#### Testo citato ####

Rivista Anarchica Online

rivista anarchica
anno 22 nr. 188
febbraio 1992


Rivista Anarchica Online

Papalagi e intolleranza
di Elena Petrassi

Che cos'è un Papalagi? Il nome ha un suono esotico che si arrotola sulla lingua, potrebbe essere un frutto tropicale o forse il nome di un atollo dei Mari del Sud. Un nome sconosciuto che evoca comunque la sua origine non occidentale. Papalagi infatti è la parola con la quale gli abitanti delle isole Samoa indicano l'uomo bianco. La breve nota introduttiva del volumetto ci informa che le riflessioni in esso contenute sono frutto di un viaggio compiuto dal capo indigeno Tuiavii di Tiavea agli inizi del secolo in Europa.
Viaggio che lo convinse a ritenere pericoloso, e a ragione, il Papalagi per la sopravvivenza delle altre culture e che lo indusse a mettere in guardia la sua gente dal "fascino perverso dell'Occidente".
Apprendiamo inoltre che le considerazioni di Tuiavii sono state raccolte e trascritte da un Papalagi in fuga dall'Europa sconvolta dalla prima guerra mondiale, Eric Scheurmann, un artista che fu amico di Hesse. Quindi possiamo affermare, parafrasando Flaubert, "Papalagi c'est nous".

#### Dati forniti ####

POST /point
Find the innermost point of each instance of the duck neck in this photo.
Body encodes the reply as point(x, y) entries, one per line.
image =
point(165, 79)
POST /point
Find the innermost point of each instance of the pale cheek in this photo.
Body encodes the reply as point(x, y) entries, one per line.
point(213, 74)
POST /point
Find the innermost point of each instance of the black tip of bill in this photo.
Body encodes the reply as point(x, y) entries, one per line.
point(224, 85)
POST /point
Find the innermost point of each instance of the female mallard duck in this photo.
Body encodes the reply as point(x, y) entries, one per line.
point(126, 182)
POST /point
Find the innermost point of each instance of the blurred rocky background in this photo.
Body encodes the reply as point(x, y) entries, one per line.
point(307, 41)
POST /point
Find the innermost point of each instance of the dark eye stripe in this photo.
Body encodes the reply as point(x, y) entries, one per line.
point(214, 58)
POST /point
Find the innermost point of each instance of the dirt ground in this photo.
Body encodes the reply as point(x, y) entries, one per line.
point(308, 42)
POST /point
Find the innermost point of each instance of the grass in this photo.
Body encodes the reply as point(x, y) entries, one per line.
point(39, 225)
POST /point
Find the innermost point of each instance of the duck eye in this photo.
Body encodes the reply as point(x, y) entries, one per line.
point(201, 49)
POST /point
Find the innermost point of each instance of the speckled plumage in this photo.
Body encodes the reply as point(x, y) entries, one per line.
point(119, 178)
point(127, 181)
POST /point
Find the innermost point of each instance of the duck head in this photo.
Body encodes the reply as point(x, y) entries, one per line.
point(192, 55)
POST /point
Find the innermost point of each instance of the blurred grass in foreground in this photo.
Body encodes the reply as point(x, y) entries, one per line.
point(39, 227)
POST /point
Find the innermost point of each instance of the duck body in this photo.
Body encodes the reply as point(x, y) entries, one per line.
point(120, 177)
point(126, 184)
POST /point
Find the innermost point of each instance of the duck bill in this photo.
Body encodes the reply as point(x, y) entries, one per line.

####

Problema posto A.
Rispondi alle seguenti domande sul testo sul Papalagi:
(i) Con quale parola gli abitanti delle isole Samoa indicano l'uomo bianco?
(ii) Chi compì il viaggio in Europa agli inizi del secolo?
(iii) Chi raccolse e trascrisse le considerazioni di Tuiavii?
Problema posto B.
Ricopia dal testo sul Papalagi il passo che va da "Papalagi e intolleranza" a "secolo in Europa.".
Le voci sono materiale a sé, distinto dal testo sul Papalagi.

Soluzione A.
(i) Gli abitanti delle isole Samoa indicano l'uomo bianco con la parola Papalagi.
(ii) Il viaggio fu compiuto dal capo indigeno Tuiavii di Tiavea.
(iii) Le considerazioni furono raccolte e trascritte da Eric Scheurmann, un artista che fu amico di Hesse.

Soluzione B.
Papalagi e intolleranza
di Elena Petrassi

Che cos'è un Papalagi? Il nome ha un suono esotico che si arrotola sulla lingua, potrebbe essere un frutto tropicale o forse il nome di un atollo dei Mari del Sud. Un nome sconosciuto che evoca comunque la sua origine non occidentale. Papalagi infatti è la parola con la quale gli abitanti delle isole Samoa indicano l'uomo bianco. La breve nota introduttiva del volumetto ci informa che le riflessioni in esso contenute sono frutto di un viaggio compiuto dal capo indigeno Tuiavii di Tiavea agli inizi del secolo in Europa.